*Contour annotation records*.
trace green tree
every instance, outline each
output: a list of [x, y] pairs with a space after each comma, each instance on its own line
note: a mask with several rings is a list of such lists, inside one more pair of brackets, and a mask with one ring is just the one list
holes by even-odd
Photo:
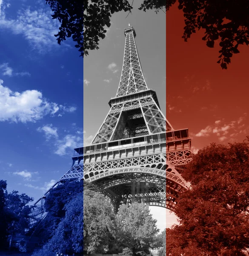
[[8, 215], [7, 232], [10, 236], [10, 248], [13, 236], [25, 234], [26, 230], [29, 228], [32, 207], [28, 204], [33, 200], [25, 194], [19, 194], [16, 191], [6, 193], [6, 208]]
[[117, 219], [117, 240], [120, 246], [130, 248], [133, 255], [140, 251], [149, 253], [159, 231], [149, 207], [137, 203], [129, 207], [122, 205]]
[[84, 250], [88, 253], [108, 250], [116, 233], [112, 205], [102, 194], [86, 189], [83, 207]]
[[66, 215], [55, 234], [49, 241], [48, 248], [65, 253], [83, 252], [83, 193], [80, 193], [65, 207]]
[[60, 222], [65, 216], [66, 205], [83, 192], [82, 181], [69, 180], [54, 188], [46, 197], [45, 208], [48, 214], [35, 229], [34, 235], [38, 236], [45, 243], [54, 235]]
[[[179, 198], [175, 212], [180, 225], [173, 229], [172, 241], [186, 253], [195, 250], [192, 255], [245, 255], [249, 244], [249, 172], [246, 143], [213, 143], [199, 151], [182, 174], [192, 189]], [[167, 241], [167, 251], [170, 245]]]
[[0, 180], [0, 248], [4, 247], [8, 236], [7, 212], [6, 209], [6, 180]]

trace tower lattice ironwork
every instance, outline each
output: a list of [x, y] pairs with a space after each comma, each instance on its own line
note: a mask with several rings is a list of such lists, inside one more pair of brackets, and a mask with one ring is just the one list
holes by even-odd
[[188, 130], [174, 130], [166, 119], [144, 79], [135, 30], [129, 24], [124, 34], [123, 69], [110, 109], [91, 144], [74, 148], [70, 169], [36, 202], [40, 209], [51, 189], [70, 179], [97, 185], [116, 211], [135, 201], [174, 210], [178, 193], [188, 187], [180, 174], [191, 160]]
---
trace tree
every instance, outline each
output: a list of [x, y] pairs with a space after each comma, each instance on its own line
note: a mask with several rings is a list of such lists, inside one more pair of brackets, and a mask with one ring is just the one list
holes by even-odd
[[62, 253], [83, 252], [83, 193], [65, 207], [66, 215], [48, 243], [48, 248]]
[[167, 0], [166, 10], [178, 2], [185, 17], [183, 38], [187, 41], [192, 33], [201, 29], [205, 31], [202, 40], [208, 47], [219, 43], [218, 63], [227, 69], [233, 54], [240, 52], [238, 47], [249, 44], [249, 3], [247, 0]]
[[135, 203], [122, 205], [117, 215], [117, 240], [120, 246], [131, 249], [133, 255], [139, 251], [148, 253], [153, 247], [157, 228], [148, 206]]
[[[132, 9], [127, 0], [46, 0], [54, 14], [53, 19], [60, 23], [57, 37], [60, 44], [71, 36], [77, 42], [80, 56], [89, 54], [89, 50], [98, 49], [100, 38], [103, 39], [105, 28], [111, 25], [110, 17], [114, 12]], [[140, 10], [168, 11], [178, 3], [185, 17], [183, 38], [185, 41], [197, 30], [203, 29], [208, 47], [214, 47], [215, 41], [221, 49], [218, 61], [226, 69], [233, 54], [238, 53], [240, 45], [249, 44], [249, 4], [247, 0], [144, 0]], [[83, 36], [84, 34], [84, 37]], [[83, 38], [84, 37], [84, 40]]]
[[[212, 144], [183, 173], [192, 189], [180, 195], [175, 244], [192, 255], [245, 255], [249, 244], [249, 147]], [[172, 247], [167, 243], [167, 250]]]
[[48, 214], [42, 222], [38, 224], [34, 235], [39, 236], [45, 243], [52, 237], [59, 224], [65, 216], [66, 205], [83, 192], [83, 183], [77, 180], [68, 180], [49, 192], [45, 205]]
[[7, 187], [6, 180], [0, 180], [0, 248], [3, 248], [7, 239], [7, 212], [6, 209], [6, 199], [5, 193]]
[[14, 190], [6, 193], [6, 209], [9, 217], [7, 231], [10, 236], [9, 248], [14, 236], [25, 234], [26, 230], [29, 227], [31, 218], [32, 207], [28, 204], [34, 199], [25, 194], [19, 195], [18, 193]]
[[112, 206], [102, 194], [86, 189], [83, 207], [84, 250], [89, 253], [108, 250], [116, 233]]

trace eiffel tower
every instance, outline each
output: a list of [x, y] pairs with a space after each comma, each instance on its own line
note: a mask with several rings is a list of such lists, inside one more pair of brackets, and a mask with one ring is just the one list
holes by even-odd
* * *
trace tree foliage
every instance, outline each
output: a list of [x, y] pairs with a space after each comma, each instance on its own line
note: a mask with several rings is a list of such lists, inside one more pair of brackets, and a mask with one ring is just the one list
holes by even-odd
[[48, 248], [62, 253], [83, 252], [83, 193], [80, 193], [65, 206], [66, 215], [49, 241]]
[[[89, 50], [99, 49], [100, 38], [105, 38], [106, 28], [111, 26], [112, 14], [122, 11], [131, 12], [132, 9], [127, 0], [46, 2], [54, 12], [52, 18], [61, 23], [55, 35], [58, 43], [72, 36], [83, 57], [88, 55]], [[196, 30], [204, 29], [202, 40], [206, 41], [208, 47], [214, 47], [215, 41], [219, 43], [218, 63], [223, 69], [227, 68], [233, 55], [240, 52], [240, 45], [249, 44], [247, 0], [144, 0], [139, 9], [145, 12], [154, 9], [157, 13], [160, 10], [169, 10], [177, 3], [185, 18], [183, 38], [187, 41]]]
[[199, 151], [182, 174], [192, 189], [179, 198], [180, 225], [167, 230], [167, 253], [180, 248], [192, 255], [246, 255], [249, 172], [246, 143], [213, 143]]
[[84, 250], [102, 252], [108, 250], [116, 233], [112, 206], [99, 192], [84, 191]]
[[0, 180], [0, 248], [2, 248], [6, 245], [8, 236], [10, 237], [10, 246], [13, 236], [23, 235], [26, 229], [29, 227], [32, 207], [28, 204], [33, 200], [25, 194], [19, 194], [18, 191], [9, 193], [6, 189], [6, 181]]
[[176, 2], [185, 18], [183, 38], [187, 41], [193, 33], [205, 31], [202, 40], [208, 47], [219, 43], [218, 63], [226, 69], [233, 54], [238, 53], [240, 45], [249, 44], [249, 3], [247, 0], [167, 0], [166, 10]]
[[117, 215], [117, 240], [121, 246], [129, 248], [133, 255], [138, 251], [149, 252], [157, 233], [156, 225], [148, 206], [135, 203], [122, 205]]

*Aim*. Reproduce the rows from the line with "trace tree foliage" up to and including the line with "215], [49, 241]]", requests included, adding 29 to every coordinate in the answers.

*Solution to the exercise*.
trace tree foliage
every instance, outline each
output: a list of [x, y] pairs with a space after each comma, each instance on its own line
note: a mask with several rings is a list of such lists, inside one more pair of brackets, and a mask with one ring is just the one list
holes by even-odd
[[77, 277], [91, 282], [112, 281], [112, 222], [109, 222], [94, 235], [95, 244], [78, 270]]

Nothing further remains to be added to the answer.